▸ **Consignes**:
1 – Recopiez l'extrait sur les crises de colère de l'enfant, depuis « Un enfant ne peut pas mettre » et jusqu'à « à ce moment-là. ».
2 – Poursuivez l'extrait sur les crises de colère de l'enfant à la suite de sa dernière phrase.

▸ **Extrait du texte**:
_ _ _ _ _ _ _

Un enfant ne peut pas mettre de mots sur ses émotions, c’est pourquoi il pleure ou il crie et en général, on le punit alors qu’il a réellement besoin d’une présence sécurisante justement à ce moment-là.

Les crises de colère sont provoquées par l’impuissance, la frustration, la perte, la déception et le sentiment d’être incompris et elles entrainent une véritable souffrance émotionnelle que nous devons prendre au sérieux.

 Après l’avoir assisté pour ses nombreux tours de toboggan, vous devez rentrer. Il s’y oppose par une forte crise, vous pouvez le prendre dans vos bras en vous protégeant des coups, tout en l’amenant vers la voiture et murmurer : « Oui, tu n’es pas content, tu aurais tellement voulu continuer, mais je ne peux vraiment pas rester» avec calme pour qu’il puisse amorcer le processus de deuil, qui va lui permettre d’accepter qu’il faut rentrer.

 Si le parent se met en colère à ce moment-là, l’enfant peut arrêter de pleurer, mais uniquement parce que le système responsable de la peur se déclenche, et c’est l’angoisse de séparation qui prend le dessus, à ce moment-là, l’enfant a peur d’être abandonné, c’est pourquoi il arrête de pleurer.

Cette technique qui semble efficace sur le moment, modifie la relation à tout jamais avec vous, par la peur, la crainte et la méfiance. Dans la détresse, un enfant ne peut ni écouter, ni parler, car les fonctions cognitives qui lui permettent de comprendre et de s’exprimer, sont neutralisées par le bouleversement émotionnel. C’est pourquoi, il est inutile d’essayer de lui parler ou de lui demander d’exprimer ce qu’il ressent, car la seule chose qu’il peut faire au moment d’une crise, c’est d’évacuer ses émotions.

Quand un enfant ne peut pas avoir quelque chose, il va se mettre en colère, c’est une étape nécessaire, naturelle et normale du travail de deuil pour que l’enfant accepte sa frustration et pour qu’il réalise que le monde n’est pas magique.

_ _ _ _ _ _ _

▸ **Enregistrements fournis**:
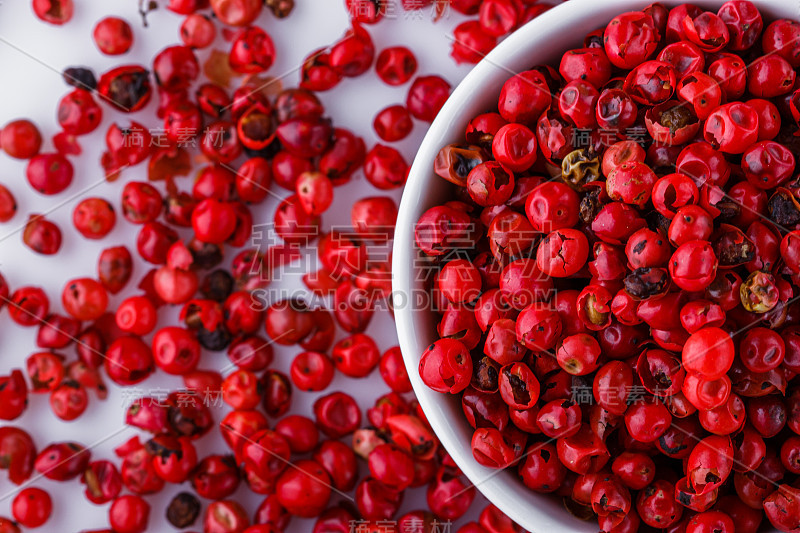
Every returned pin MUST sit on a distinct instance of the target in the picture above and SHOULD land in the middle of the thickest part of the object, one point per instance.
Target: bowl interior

_ _ _ _ _ _ _

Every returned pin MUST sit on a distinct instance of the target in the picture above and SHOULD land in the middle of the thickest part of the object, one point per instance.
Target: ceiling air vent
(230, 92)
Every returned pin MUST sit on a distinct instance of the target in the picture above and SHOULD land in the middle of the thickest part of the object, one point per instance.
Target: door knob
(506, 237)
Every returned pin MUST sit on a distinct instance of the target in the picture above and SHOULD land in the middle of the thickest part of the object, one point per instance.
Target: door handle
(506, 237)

_ _ _ _ _ _ _

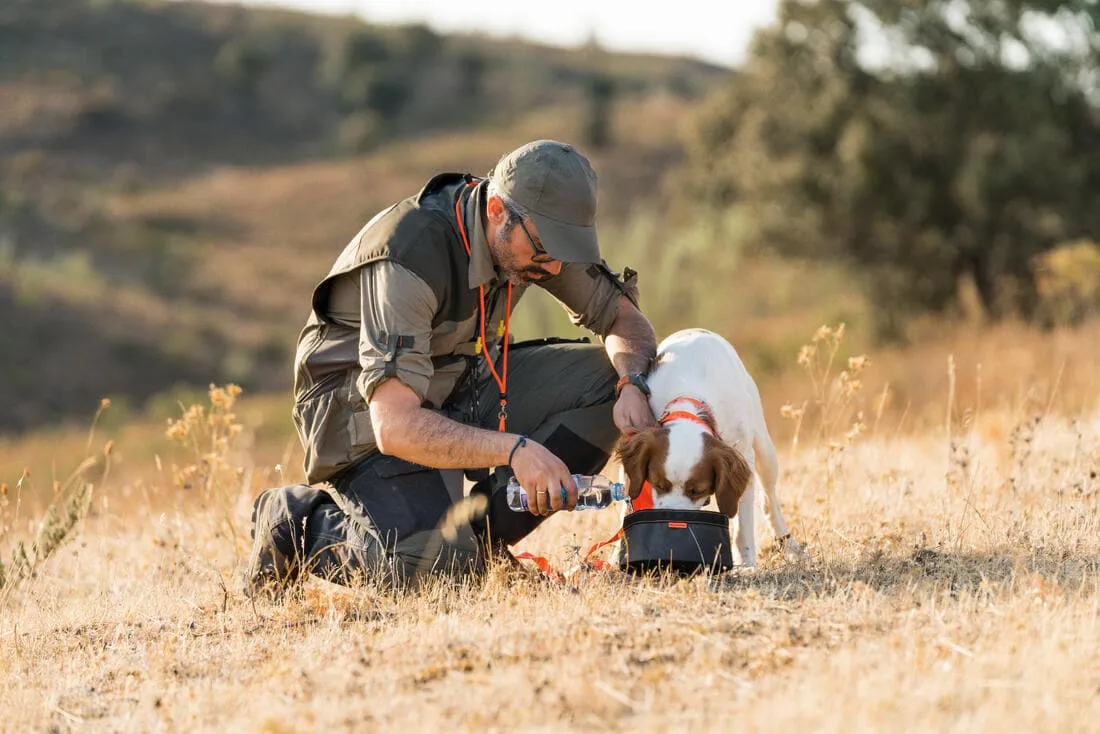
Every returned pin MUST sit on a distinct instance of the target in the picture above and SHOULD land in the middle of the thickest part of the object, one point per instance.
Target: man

_ _ _ _ _ _ _

▸ **Réponses fournies**:
1 –
Un enfant ne peut pas mettre de mots sur ses émotions, c’est pourquoi il pleure ou il crie et en général, on le punit alors qu’il a réellement besoin d’une présence sécurisante justement à ce moment-là.

2 –
 Quand on interdit à un enfant de se mettre en colère, on l’empêche de réagir de manière appropriée à une blessure, plus tard il craindra ses sentiments au lieu de s’appuyer dessus pour mieux s’orienter dans la vie.

C'est pourquoi une petite fille, par exemple, peut suivre le voisin qui lui a promis des bonbons, même si elle a un peu peur d’y aller. Si, dès le début de sa vie, elle a appris que ses sentiments n'avaient pas d'importance, que ce n’est pas beau de se mettre en colère et qu'il faut obéir, même si intérieurement elle ressent une résistance, elle va suivre le voisin.

Nous savons tous qu’il est impossible d’être à l’écoute 24h sur 24, disponible et patient, même si nos bébés et nos enfants en ont besoin. Mais le simple fait de connaître la sensibilité du cerveau en développement, nous permet de passer le relais quand on est épuisé, plutôt que de prendre le risque d’envoyer des « projectiles ».

ET SURTOUT, quand ON SAIT que nos énervements troublent le psychisme de l’enfant, ON DEVIENT un parent conscient, donc plus vigilant et capable de réparer son erreur en ne lui laissant pas croire que c’est lui qui est mauvais.